§ **What you need to do**
Pick out every line in the rows below that contains the word "blue" and copy each one in full.

--- START Task material ---

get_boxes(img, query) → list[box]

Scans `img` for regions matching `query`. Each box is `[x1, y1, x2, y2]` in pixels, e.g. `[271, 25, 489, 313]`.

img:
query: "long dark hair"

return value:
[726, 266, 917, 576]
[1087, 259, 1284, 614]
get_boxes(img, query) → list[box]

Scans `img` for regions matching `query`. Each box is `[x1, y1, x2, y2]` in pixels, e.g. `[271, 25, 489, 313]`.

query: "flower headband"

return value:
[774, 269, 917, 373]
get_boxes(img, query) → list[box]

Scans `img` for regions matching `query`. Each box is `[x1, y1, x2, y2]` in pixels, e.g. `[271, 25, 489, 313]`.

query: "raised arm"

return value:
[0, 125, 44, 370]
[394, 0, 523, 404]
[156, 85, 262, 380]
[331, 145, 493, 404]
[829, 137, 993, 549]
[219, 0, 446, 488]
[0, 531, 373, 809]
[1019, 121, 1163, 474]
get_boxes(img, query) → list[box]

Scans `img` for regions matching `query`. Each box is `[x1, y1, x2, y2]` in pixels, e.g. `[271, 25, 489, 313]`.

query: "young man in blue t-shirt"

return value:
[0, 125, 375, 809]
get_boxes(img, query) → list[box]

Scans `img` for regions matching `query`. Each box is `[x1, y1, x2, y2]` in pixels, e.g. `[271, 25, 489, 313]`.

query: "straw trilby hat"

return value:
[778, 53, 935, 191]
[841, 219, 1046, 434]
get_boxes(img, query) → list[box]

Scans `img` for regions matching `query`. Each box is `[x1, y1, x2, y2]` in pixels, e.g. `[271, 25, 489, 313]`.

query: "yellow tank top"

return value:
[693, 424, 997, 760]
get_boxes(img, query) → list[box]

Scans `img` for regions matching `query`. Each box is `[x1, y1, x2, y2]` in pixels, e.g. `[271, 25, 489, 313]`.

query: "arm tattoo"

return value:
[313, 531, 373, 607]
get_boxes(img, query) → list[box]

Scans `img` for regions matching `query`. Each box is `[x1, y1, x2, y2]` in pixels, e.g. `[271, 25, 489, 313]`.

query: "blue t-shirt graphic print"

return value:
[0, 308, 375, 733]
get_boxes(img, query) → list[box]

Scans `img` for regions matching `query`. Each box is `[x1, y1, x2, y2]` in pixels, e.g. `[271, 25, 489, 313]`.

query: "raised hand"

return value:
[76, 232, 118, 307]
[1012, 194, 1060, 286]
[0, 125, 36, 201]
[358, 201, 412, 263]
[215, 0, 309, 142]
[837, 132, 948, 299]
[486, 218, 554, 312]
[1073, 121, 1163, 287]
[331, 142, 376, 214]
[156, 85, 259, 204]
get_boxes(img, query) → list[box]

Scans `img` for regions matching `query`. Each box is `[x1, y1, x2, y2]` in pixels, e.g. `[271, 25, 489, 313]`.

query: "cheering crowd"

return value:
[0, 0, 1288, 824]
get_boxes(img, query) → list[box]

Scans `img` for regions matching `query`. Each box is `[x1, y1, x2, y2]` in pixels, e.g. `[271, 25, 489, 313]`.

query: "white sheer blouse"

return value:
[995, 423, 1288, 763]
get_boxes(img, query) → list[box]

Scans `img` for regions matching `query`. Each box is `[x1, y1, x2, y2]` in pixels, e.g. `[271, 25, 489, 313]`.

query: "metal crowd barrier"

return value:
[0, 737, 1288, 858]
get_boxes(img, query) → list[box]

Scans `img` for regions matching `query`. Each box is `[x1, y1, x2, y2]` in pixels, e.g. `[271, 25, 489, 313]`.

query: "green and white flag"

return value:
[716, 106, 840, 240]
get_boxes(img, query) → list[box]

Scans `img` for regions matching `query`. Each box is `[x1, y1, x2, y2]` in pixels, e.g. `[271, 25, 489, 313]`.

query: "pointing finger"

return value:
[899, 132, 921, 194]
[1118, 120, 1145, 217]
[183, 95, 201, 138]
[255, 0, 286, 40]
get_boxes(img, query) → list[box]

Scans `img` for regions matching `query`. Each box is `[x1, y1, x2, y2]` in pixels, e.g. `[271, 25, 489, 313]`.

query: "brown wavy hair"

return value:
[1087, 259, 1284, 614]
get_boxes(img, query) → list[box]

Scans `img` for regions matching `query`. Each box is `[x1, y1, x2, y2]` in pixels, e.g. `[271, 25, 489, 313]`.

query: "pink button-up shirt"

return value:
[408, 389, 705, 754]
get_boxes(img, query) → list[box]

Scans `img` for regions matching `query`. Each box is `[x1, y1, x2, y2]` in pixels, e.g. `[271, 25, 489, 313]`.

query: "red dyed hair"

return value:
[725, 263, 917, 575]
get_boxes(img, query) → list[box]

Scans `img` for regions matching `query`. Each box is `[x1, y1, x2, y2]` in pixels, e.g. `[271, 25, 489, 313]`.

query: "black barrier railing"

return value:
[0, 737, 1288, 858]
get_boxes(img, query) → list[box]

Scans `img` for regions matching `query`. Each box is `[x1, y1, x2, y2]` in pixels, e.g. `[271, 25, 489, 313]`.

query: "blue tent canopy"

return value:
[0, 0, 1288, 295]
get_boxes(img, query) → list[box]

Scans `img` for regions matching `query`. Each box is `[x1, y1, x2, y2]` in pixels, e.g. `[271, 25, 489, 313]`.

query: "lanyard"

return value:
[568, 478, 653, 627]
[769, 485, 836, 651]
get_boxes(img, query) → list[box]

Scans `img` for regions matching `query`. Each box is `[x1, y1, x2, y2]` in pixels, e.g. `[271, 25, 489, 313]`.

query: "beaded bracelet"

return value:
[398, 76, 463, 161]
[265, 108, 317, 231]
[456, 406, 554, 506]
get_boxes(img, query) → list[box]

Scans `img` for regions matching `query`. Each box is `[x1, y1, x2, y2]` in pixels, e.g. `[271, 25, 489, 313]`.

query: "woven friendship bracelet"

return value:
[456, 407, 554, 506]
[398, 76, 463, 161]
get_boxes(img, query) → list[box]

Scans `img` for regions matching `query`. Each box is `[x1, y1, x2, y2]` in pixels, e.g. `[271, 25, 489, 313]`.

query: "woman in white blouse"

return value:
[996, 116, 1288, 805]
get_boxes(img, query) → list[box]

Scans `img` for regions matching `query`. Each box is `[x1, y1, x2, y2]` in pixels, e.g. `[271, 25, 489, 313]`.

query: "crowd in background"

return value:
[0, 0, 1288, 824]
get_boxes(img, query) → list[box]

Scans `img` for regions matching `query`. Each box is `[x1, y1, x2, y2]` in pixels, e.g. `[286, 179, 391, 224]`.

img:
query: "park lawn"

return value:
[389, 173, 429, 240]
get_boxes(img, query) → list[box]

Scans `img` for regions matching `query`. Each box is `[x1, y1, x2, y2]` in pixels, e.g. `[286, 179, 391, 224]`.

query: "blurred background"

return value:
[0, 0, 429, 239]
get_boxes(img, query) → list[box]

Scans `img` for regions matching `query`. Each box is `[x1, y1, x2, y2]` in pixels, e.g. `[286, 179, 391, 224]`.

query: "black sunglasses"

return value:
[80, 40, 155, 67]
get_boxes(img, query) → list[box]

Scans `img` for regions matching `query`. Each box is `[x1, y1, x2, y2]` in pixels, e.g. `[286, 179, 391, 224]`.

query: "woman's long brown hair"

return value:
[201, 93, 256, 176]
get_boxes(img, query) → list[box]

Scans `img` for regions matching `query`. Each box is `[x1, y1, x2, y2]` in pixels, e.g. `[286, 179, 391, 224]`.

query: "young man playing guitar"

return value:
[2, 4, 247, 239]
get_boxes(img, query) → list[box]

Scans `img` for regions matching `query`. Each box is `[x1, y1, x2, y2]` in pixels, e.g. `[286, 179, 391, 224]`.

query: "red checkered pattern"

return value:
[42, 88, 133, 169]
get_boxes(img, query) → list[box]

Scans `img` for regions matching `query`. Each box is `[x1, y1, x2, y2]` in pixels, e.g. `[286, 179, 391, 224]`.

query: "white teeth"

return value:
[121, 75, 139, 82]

--- END Task material ---

§ **Exercise output**
query: "young man in blue t-shirt"
query: "blue t-shirt graphic print"
query: "blue tent canopy"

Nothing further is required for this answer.